■ Task goal
Reproduce the material below without changes, starting at the line that contains "Expected behaviour: place a point on each instance of the phone" and including that line, and continuing through the last line of the material.

Point annotation dataset records:
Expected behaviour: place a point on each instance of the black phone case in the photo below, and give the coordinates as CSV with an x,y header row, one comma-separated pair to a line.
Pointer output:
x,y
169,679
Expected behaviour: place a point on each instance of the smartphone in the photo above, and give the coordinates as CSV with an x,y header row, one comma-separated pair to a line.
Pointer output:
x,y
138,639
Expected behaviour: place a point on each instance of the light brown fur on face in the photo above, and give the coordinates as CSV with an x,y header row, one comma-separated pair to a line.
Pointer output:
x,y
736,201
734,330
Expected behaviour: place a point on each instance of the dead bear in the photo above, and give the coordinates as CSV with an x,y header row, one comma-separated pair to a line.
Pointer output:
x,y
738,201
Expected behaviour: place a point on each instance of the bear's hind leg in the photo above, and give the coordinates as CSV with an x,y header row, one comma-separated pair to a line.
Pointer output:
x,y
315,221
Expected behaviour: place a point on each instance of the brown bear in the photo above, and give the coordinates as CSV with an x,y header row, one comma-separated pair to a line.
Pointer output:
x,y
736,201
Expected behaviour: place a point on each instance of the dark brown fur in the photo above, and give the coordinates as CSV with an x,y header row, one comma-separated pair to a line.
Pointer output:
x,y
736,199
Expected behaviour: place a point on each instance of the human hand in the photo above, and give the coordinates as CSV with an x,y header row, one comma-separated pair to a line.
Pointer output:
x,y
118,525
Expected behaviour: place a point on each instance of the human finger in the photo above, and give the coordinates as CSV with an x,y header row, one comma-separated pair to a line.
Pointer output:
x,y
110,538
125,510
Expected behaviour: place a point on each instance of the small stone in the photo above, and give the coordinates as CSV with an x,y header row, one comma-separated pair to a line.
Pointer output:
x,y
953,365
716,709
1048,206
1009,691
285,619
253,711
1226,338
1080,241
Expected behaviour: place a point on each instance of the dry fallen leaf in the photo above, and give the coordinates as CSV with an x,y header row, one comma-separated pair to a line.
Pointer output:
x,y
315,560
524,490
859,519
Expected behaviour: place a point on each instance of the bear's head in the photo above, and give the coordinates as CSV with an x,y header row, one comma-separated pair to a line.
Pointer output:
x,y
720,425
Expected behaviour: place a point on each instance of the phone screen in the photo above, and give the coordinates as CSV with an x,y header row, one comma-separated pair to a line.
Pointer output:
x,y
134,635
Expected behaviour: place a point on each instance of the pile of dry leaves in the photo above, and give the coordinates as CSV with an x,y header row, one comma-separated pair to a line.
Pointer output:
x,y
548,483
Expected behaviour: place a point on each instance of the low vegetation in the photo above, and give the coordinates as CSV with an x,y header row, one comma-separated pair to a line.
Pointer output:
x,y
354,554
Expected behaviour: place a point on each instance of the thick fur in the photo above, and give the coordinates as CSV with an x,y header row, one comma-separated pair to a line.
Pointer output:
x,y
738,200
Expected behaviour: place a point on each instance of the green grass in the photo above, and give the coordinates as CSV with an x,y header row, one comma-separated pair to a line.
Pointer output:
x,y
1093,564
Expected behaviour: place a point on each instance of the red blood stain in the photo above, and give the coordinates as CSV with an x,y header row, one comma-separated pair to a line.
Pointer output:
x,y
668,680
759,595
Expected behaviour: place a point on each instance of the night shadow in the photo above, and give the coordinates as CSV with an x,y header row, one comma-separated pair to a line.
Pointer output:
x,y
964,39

■ The solution
Expected behaviour: place a point on each instance of the phone screen in the photo above, and give the coordinates as CSV with an x,y header row, one comma-separated pair to a line.
Pointer output:
x,y
134,635
Expected behaviour: place a point on each instance of the pile of dry leaves in the photo above, and give the coordinates as CSV with an x,y header row, one comma-separated pair to a line.
Pointer output:
x,y
548,483
Expected behaviour: place a point on each instance of the low vegetation in the photo above, and give the coordinates as CSV with an x,y header row, one comma-separated pair to a line.
Pointer output:
x,y
354,554
Expected behaviour: place a point on each instance of the thick fur in the photo above, and give the coordinates as CSV with an x,y header row, one comma-separated pair to a line.
Pointer output:
x,y
738,200
Expected behaviour: place a point on each instance of the green grass in the photo above, and give the coordinates as CSV with an x,y header row, one comma-separated pair to a line.
Pointer output:
x,y
1093,564
Expected behaviour: place a point on each instance of the red blood stain in the photo above, and give the coordinates as CSV with an x,y header row, one comma-separated pair to a line.
Pointer output:
x,y
668,680
759,595
Expected behaviour: place a point on each instance of the night shadow in the photo above, and give the coordinates as CSV with an x,y header row, one comma-separated pair to a line.
Pointer output:
x,y
964,39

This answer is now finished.